## Data
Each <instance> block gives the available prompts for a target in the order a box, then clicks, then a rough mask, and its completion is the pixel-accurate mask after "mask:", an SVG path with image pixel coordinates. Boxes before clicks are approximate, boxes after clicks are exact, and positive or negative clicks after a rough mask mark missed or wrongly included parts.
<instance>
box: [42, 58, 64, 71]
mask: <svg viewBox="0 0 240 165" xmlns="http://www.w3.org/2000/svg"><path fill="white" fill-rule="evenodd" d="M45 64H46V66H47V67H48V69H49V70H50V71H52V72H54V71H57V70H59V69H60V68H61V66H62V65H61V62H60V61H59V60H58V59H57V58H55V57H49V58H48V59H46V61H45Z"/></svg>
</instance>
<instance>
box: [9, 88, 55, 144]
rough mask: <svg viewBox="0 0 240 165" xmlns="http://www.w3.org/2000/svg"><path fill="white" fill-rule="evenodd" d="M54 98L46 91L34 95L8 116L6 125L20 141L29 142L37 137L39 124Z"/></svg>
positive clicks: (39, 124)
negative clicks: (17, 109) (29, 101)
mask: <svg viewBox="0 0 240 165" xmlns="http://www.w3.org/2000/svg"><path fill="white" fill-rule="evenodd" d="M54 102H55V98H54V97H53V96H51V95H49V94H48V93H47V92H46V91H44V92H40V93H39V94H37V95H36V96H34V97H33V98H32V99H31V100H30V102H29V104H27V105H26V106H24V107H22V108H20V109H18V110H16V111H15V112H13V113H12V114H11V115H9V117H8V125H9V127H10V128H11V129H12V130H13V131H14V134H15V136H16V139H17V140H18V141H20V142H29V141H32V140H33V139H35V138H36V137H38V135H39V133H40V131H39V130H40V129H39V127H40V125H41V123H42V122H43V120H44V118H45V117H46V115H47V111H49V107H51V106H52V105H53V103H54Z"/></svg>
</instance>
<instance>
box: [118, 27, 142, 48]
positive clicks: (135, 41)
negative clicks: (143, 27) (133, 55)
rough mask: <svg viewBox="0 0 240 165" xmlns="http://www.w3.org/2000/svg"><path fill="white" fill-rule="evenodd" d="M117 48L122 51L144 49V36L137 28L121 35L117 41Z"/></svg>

## Instructions for the task
Return every line of the listing above that contains "rough".

## Response to this task
Each <instance> block gives the available prompts for a target in the order a box, then clicks, then a rough mask, and its completion is the pixel-accurate mask after "mask:", an SVG path with image pixel coordinates. Boxes before clicks are approximate, boxes after clicks are exact, and positive or negative clicks after a rough mask mark missed or wrongly included parts.
rough mask: <svg viewBox="0 0 240 165" xmlns="http://www.w3.org/2000/svg"><path fill="white" fill-rule="evenodd" d="M54 98L46 91L34 95L8 116L6 125L20 141L29 142L37 137L39 124Z"/></svg>
rough mask: <svg viewBox="0 0 240 165" xmlns="http://www.w3.org/2000/svg"><path fill="white" fill-rule="evenodd" d="M117 48L122 51L144 49V36L137 28L121 35L117 41Z"/></svg>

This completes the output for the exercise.